**Activity**
Each entry must be given again exactly; images do not belong in the copy.

[Extracted records]
+ + +

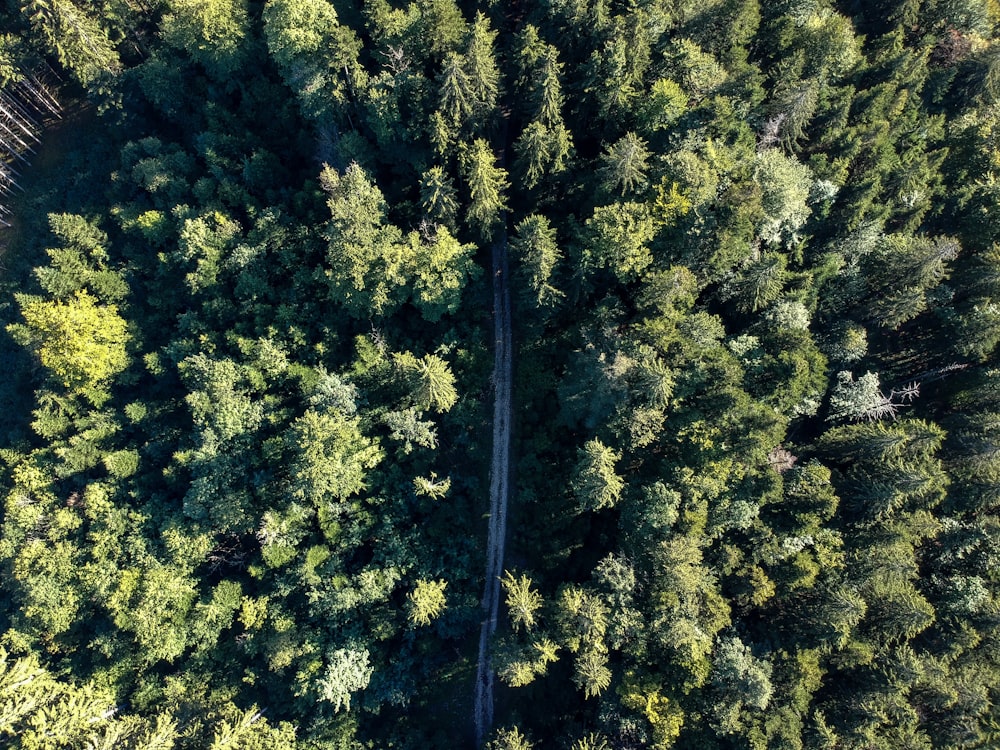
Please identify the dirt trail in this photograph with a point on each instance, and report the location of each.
(499, 487)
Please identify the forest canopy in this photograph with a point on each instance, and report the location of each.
(262, 261)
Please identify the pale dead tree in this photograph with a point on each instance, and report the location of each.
(770, 134)
(396, 61)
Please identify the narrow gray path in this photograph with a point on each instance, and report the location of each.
(499, 487)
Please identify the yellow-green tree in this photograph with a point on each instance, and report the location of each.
(80, 341)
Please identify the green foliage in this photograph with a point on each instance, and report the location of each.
(77, 37)
(81, 342)
(242, 538)
(534, 243)
(427, 602)
(212, 32)
(595, 483)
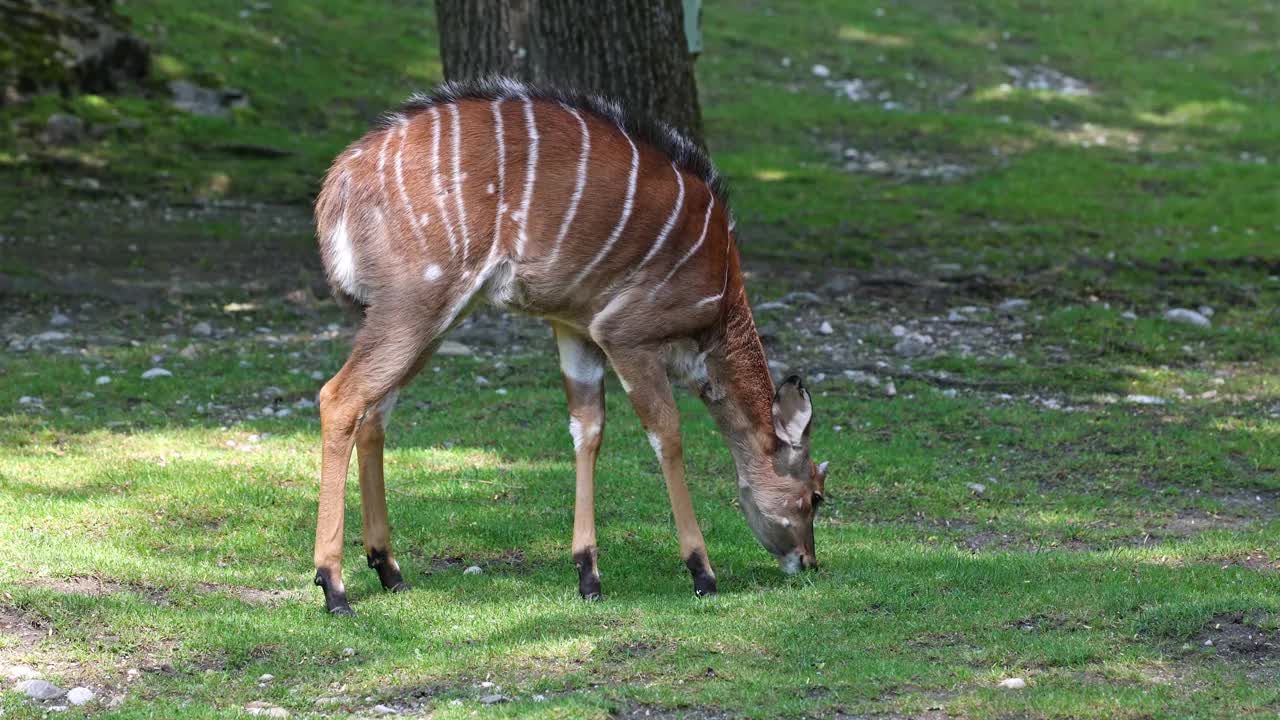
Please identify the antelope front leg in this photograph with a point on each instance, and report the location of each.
(370, 440)
(644, 374)
(583, 370)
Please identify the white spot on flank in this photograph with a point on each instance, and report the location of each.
(577, 363)
(342, 258)
(707, 222)
(502, 171)
(671, 219)
(656, 443)
(435, 176)
(579, 185)
(530, 176)
(403, 194)
(457, 180)
(627, 204)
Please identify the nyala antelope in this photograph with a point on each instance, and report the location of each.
(613, 229)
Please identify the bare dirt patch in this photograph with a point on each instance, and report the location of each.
(1237, 637)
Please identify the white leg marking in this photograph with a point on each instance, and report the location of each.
(502, 171)
(342, 256)
(656, 442)
(671, 219)
(457, 181)
(581, 433)
(530, 176)
(579, 185)
(385, 406)
(576, 361)
(627, 204)
(707, 223)
(400, 185)
(439, 186)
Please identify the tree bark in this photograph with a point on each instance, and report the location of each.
(630, 50)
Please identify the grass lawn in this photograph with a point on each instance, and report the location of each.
(1068, 488)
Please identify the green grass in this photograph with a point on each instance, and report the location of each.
(159, 532)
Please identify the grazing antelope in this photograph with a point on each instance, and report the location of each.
(612, 228)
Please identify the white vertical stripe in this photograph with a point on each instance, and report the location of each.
(502, 171)
(530, 176)
(671, 219)
(580, 183)
(435, 174)
(411, 215)
(457, 182)
(627, 204)
(707, 223)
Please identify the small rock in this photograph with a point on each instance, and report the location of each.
(1144, 400)
(1188, 317)
(40, 689)
(451, 347)
(800, 297)
(913, 345)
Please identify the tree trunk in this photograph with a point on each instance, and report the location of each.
(630, 50)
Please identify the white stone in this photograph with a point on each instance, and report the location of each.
(1188, 317)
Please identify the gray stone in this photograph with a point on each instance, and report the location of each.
(451, 347)
(80, 696)
(800, 297)
(1188, 317)
(40, 689)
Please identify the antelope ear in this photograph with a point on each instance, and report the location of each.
(792, 411)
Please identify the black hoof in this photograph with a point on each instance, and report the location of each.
(334, 600)
(388, 574)
(588, 577)
(704, 582)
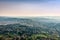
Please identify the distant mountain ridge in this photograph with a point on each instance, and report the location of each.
(35, 25)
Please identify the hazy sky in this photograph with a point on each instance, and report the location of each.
(29, 8)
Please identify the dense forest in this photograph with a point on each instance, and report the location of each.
(29, 29)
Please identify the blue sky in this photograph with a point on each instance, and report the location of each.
(29, 8)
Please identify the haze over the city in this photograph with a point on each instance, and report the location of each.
(16, 8)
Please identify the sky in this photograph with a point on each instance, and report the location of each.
(16, 8)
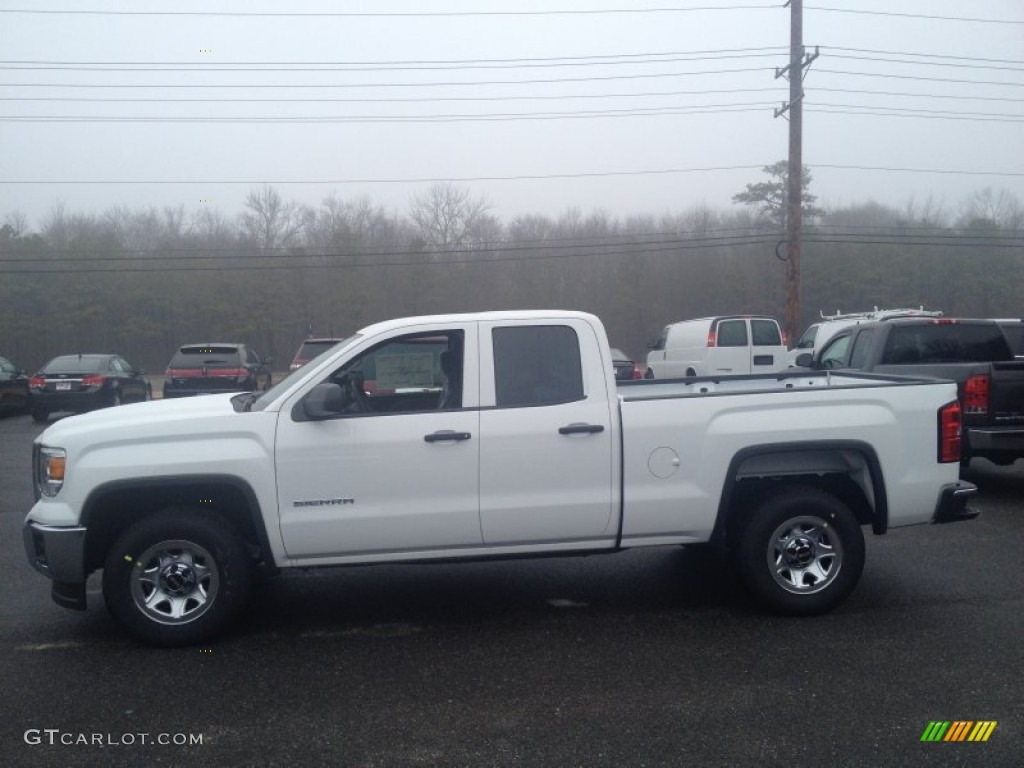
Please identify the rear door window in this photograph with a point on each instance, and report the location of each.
(731, 334)
(537, 366)
(945, 342)
(834, 355)
(765, 333)
(858, 357)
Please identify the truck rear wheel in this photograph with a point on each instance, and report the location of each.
(177, 578)
(801, 553)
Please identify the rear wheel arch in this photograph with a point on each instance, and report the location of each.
(848, 470)
(114, 507)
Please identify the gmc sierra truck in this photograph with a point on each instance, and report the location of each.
(975, 353)
(483, 435)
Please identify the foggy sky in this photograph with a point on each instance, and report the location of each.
(208, 153)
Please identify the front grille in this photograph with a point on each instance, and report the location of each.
(36, 459)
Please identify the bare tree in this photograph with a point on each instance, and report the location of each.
(448, 216)
(988, 209)
(17, 222)
(269, 220)
(770, 197)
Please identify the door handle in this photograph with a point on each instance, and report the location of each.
(446, 434)
(581, 429)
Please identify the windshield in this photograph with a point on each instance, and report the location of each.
(269, 395)
(74, 364)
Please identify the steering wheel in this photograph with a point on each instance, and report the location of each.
(357, 395)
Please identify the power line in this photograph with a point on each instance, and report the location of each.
(413, 99)
(768, 49)
(422, 180)
(328, 67)
(931, 116)
(635, 112)
(919, 77)
(339, 67)
(539, 97)
(914, 95)
(912, 15)
(427, 259)
(397, 119)
(594, 78)
(301, 252)
(398, 14)
(762, 233)
(957, 65)
(522, 177)
(927, 55)
(377, 120)
(471, 257)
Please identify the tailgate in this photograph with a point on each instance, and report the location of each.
(1007, 393)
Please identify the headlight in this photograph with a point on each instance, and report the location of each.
(50, 470)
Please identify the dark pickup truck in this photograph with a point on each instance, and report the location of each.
(975, 353)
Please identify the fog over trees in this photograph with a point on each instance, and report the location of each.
(141, 282)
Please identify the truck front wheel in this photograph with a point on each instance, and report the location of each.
(177, 578)
(801, 552)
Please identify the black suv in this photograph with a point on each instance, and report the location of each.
(208, 369)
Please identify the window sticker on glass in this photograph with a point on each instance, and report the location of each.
(406, 371)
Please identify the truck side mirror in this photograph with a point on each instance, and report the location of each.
(324, 401)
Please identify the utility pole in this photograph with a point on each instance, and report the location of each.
(794, 208)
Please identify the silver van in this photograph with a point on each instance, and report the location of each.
(728, 345)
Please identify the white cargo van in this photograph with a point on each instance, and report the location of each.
(716, 346)
(815, 336)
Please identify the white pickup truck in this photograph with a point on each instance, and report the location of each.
(483, 435)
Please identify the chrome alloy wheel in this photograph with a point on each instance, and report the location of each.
(174, 582)
(804, 555)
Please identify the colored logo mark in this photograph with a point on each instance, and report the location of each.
(958, 730)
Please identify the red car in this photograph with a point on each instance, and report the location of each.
(85, 382)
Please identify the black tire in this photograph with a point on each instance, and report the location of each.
(177, 578)
(801, 552)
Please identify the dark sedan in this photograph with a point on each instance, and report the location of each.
(85, 382)
(207, 369)
(13, 387)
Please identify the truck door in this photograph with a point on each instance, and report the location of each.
(547, 435)
(397, 470)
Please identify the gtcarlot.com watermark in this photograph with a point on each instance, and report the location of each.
(55, 736)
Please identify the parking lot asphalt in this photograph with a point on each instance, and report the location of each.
(649, 657)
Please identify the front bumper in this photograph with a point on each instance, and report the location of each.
(951, 506)
(992, 440)
(82, 400)
(58, 553)
(170, 392)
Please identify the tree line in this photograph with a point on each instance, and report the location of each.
(142, 282)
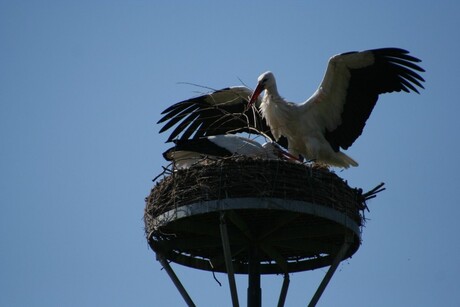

+ + +

**Reply**
Please identify the dirt trail in this photograph with a point on each instance, and report the location of each.
(499, 487)
Please identify the forest canopy in this photograph with a point on each instance, and report the location of each.
(262, 261)
Please identify the pale dead tree in this photograph with a point on each instance, and report the location of each.
(770, 134)
(396, 61)
Please identify the narrow gray path in this photograph with a point on each instance, and report the location of each.
(499, 487)
Please identify the yellow-green tree in this photograph with a point on each instance, and report the location of each.
(80, 341)
Please identify the green foliage in this photograph with a point on each instance, and report the location of each.
(77, 37)
(81, 342)
(242, 538)
(534, 243)
(427, 602)
(212, 32)
(595, 483)
Please identify the antelope front leg in this photograph with a point on each instance, and report the location of each.
(370, 440)
(644, 374)
(583, 370)
Please identify the white spot on flank in this photograph with a point on each instance, and report the location of each.
(577, 363)
(342, 258)
(707, 222)
(502, 171)
(671, 219)
(656, 443)
(435, 176)
(579, 185)
(530, 176)
(403, 194)
(457, 180)
(627, 204)
Please identify the nyala antelope in this photograph with a point on each instance, and report the location of each.
(613, 229)
Please identify the bare dirt patch in this photograph with a point on each instance, and report the location of each.
(1237, 637)
Please identify the white leg marking in this photograph with a point on each instance, and report the location of each.
(502, 171)
(342, 256)
(656, 442)
(671, 219)
(457, 181)
(581, 433)
(530, 176)
(579, 185)
(385, 406)
(576, 361)
(627, 204)
(707, 223)
(400, 185)
(439, 186)
Please identify the tree bark in this photograph with a point on each instance, and report the location of each.
(630, 50)
Please identify the grass lawn in this photograph with a point on each instance, and report the location of each.
(1068, 488)
Please identify the green grass in this photograph with a point on each instance, and report the location of each.
(159, 532)
Please identify the grazing antelope in this photograph with a point on each instance, and report the location of each.
(612, 228)
Please identify the white vertical stripe in this photograph with a point on each instance, and report the location of each.
(502, 171)
(530, 176)
(671, 219)
(580, 183)
(435, 174)
(411, 215)
(457, 182)
(627, 204)
(707, 223)
Please identify the small rock in this photograph with a point on each instance, and report the location of each.
(1144, 400)
(1188, 317)
(40, 689)
(451, 347)
(800, 297)
(913, 345)
Please identify the tree trunk in this photograph with a point on each instance, and report the location of each.
(630, 50)
Please identify the white stone in this photograph with a point on each instance, and report the location of each.
(1188, 317)
Please identify the gray stone in this photograph with a point on each instance, and report the location of each.
(451, 347)
(80, 696)
(800, 297)
(1188, 317)
(40, 689)
Please identify the antelope ear in this photograph with a point on each instance, and report the location of each.
(792, 411)
Please identify the black hoof in this photograph with a point on each instance, and report the location of each.
(334, 600)
(388, 574)
(588, 577)
(704, 582)
Please identify the distant mountain ridge in this photograph with a point on each instance, and report the location of each.
(35, 25)
Please identify the hazy sky in this photograph with a point on each instance, and report the location of each.
(29, 8)
Please identify the dense forest in this photograph with a point on each instance, and report the location of each.
(29, 29)
Please identify the blue sky in this photograph with a point on each instance, and report the location of each.
(29, 8)
Please identify the haze over the city in this photograph with a point on each instance, and report the location of each.
(16, 8)
Please identify the sky in this photograph with a point on each instance, and report the location of each.
(16, 8)
Please identify the rear door window in this photograph with a point on each instance, and report the location of each.
(731, 334)
(537, 366)
(945, 342)
(834, 355)
(765, 333)
(858, 357)
Please identify the truck rear wheel in this photograph with a point on each instance, and report the location of each.
(177, 578)
(801, 553)
Please identify the rear wheel arch in this photograph with a point on each instance, and report the location of each.
(848, 470)
(114, 507)
Please identify the gmc sierra truck in this photograph with a point on each instance, and report the location of each.
(975, 353)
(483, 435)
Please identify the foggy sky in this photograph with a point on each instance, and report the location of each.
(208, 153)
Please identify the front grille in this photograph with a point on each instance, and report the location of each.
(36, 459)
Please identify the bare tree in this photograph with a point on each instance, and report the location of each.
(448, 216)
(988, 209)
(17, 222)
(269, 220)
(770, 197)
Please identify the door handle in this photograph with a point on each instance, and report the location of each.
(446, 434)
(581, 429)
Please identify the windshield in this photograph with a point on each instance, and report the location of each.
(269, 395)
(74, 364)
Please identify the steering wheel in this photograph with a point on each instance, and report the location of each.
(357, 395)
Please identify the power line in this photograph with a point on each instance, and report the location of each.
(413, 99)
(768, 49)
(422, 180)
(328, 67)
(931, 116)
(635, 112)
(919, 77)
(339, 67)
(539, 97)
(914, 95)
(912, 15)
(427, 259)
(397, 119)
(594, 78)
(301, 252)
(398, 14)
(762, 233)
(957, 65)
(522, 177)
(927, 55)
(377, 120)
(471, 257)
Please identify the tailgate in this photograph with a point on each instance, and report the location of each.
(1007, 393)
Please identify the headlight in this photograph with a point on each instance, and report the location of each.
(50, 470)
Please identify the dark pickup truck in this photograph with a point on each instance, and report the location of each.
(975, 353)
Please identify the fog over trees in this photograph with a point on each instance, and report the location of each.
(141, 282)
Please identify the truck front wheel in this photograph with a point on each instance, and report the location of each.
(177, 578)
(801, 552)
Please identify the black suv in this photograph with a point on each instance, and report the location of each.
(208, 369)
Please identify the window sticker on glass in this photograph with a point on each instance, and report the location of each.
(406, 371)
Please identify the truck side mirror in this photograph with a point on each instance, and report the location of each.
(324, 401)
Please identify the utility pole in this photograph with a point on each instance, and report the location of each.
(794, 208)
Please identify the silver van in this photograph with a point on each instance, and report the location of each.
(728, 345)
Please identify the white cargo van in this photograph with a point on each instance, and report the location of each.
(716, 346)
(815, 336)
Please identify the white pickup truck in this photograph with a point on each instance, and report the location of each.
(483, 435)
Please identify the chrome alloy wheel in this photograph with a point on each instance, and report the location of each.
(174, 582)
(804, 555)
Please identify the colored logo mark in this photograph with a point on each instance, and report the location of each.
(958, 730)
Please identify the red car in this photograph with a point on each instance, and report the location of each.
(85, 382)
Please identify the black tire in this photograph with a point on each instance, and report the location of each.
(177, 578)
(801, 552)
Please identify the dark sedan in this photograph with a point on each instance, and report the location of each.
(85, 382)
(207, 369)
(13, 387)
Please identify the truck door in this photograph with a point on each instance, and report the location of each.
(547, 435)
(397, 470)
Please identify the gtcarlot.com watermark in this photograph with a point on each instance, and report the location of each.
(55, 736)
Please identify the parking lot asphalt in this photograph with a point on each instance, and report the location of each.
(649, 657)
Please identify the front bumper in this photograph with a point on each instance, and report the location of each.
(951, 506)
(992, 440)
(82, 400)
(58, 553)
(170, 392)
Please identify the tree line in this photograph with a point on each instance, and report the location of each.
(142, 282)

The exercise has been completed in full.